● **EXERCISE DIRECTIONS**: Each line of the records below that holds "sneaker" should be copied out.

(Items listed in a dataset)
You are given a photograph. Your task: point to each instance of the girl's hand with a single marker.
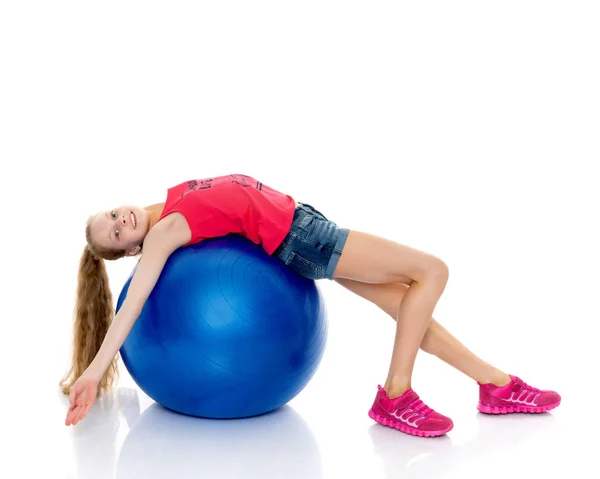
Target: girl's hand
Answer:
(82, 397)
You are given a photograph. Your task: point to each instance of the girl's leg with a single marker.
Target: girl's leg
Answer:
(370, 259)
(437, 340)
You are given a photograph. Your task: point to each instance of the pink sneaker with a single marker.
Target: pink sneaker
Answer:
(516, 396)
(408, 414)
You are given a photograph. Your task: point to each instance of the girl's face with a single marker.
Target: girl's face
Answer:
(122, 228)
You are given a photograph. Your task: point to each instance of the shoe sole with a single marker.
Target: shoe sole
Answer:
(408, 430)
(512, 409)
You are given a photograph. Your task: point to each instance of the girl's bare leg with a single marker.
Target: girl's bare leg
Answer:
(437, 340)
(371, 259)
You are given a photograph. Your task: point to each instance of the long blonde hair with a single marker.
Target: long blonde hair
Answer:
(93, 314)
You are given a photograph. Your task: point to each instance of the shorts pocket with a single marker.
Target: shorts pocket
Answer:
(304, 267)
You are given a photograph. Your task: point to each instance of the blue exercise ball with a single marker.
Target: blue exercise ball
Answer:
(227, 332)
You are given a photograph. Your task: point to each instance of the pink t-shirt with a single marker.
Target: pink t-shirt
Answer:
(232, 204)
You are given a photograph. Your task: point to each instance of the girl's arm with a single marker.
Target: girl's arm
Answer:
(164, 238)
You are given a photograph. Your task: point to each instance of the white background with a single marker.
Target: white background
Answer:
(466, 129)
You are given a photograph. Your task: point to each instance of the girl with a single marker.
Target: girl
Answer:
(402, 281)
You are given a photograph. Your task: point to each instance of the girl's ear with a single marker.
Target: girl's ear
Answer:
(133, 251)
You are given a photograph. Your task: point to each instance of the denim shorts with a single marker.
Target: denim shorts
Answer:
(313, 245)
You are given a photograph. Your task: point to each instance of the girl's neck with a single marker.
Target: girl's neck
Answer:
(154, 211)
---
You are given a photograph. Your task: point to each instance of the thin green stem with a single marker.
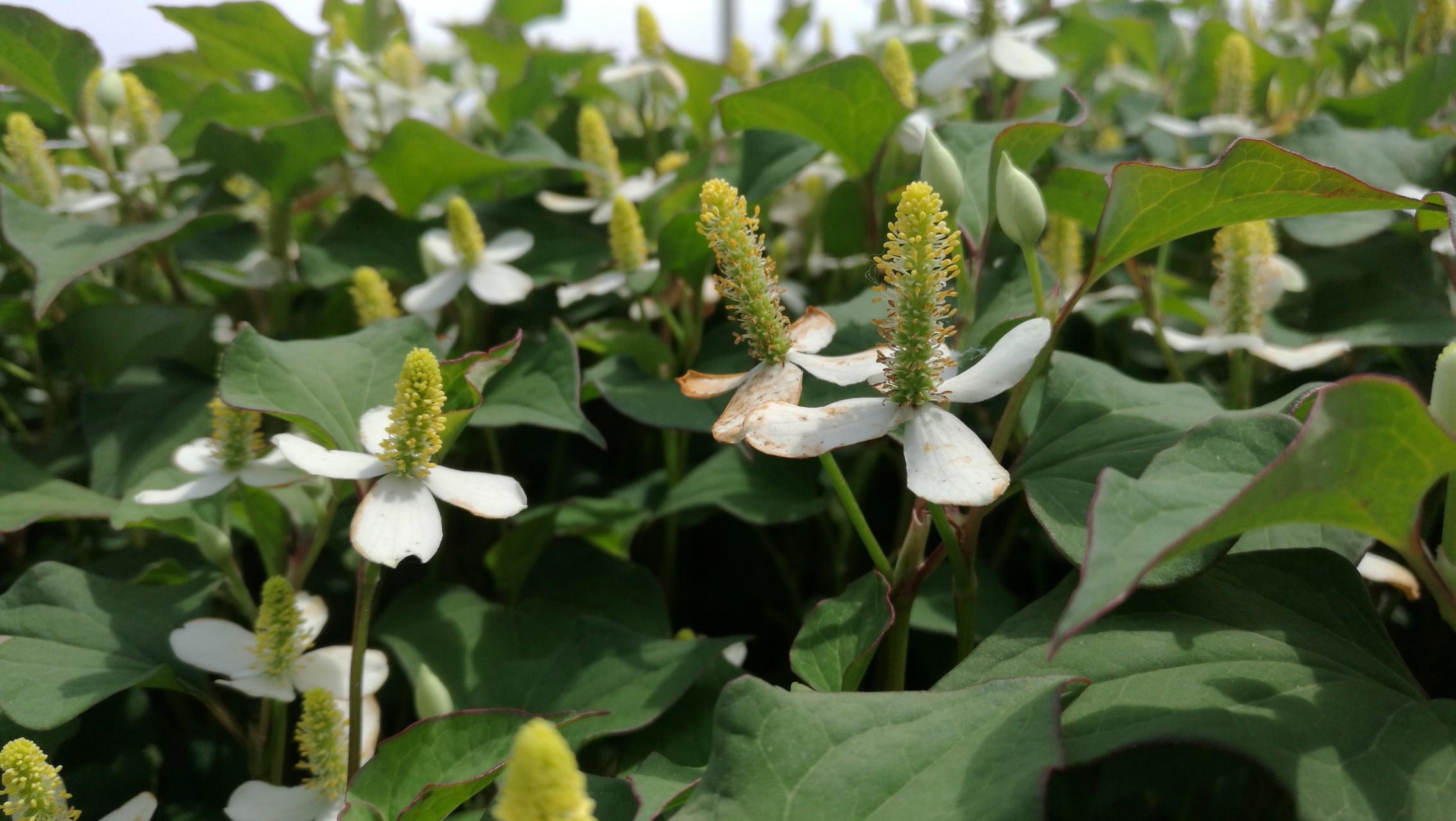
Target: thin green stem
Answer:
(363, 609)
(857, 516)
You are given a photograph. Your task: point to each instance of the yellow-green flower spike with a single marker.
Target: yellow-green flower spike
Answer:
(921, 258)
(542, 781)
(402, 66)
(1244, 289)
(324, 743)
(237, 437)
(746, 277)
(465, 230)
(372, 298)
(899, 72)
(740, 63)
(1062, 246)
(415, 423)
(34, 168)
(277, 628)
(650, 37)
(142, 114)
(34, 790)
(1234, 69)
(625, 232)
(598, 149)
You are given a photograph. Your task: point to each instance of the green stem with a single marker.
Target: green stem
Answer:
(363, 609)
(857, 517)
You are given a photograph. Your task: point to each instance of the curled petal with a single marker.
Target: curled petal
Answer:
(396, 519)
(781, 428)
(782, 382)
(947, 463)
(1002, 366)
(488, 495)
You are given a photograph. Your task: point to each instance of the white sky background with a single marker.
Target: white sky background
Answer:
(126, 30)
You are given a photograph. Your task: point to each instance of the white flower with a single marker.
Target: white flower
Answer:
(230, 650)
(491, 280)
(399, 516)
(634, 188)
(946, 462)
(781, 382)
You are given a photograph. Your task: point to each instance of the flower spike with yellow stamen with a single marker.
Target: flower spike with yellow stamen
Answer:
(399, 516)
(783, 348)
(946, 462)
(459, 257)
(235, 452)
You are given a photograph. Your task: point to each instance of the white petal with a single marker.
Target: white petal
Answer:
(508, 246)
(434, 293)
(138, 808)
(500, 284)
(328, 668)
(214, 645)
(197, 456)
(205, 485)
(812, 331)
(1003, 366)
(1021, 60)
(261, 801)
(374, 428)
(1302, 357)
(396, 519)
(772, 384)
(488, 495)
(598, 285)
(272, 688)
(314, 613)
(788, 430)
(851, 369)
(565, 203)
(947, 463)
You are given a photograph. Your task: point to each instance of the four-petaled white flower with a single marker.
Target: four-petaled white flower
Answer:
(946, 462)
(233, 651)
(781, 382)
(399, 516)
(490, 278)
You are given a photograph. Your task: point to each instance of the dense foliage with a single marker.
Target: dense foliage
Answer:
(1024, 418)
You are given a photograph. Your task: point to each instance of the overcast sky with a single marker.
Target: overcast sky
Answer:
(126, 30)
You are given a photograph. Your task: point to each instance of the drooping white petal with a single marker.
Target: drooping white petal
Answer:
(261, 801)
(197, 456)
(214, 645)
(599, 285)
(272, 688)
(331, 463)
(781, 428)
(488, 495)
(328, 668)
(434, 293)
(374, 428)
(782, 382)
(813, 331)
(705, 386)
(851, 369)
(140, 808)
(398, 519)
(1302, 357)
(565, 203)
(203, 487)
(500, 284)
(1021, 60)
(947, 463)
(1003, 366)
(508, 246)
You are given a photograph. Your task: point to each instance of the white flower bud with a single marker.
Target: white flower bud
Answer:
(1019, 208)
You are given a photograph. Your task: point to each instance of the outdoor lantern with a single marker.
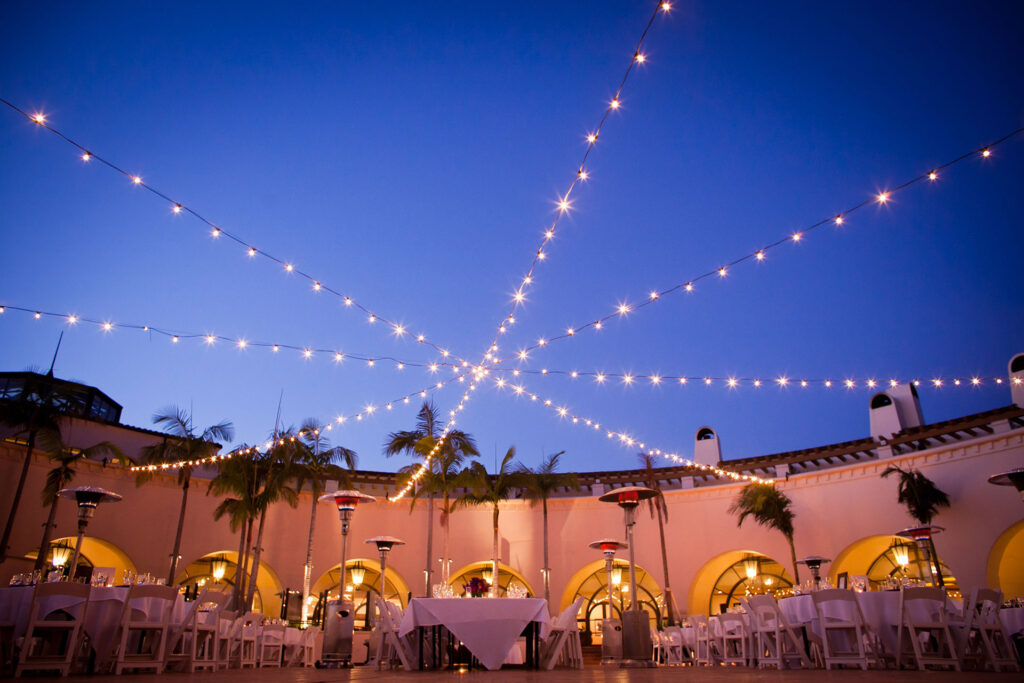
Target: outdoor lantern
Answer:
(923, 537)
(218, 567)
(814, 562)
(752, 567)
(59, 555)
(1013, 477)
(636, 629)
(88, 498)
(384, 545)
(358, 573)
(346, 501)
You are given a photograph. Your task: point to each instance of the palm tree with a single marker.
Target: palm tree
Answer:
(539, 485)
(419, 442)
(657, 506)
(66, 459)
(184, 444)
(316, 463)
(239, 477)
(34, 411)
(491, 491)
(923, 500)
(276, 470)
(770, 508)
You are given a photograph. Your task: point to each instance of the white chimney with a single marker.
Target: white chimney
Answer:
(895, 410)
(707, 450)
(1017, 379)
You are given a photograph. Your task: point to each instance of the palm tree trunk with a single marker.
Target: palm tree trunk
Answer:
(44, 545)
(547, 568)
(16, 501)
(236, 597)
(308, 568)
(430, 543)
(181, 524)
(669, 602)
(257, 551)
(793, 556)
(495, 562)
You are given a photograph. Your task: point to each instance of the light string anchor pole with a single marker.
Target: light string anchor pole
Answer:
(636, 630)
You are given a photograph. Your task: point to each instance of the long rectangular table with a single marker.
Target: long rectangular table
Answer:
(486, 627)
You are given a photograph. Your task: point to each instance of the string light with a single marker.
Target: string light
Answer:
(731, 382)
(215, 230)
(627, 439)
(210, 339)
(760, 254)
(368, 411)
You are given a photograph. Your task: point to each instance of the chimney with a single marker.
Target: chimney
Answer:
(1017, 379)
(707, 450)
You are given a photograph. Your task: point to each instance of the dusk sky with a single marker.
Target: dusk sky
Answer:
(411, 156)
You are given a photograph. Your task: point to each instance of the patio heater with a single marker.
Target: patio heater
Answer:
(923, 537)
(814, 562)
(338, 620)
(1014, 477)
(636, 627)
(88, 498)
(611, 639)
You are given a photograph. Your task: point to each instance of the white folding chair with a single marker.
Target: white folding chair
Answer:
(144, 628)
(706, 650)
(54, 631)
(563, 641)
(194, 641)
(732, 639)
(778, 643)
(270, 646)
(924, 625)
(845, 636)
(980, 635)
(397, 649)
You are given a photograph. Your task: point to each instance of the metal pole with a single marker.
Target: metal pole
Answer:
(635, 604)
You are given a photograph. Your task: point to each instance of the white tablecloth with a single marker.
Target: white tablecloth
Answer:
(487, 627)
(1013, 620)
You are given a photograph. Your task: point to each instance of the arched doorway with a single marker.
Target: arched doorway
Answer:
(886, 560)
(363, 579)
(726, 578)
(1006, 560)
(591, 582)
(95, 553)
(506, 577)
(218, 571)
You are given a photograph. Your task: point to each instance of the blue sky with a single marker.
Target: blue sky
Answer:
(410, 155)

● **ANSWER AREA**:
You are given a photograph. Your task: point to each instance of the pink sneaker with a single marker.
Target: pink sneaker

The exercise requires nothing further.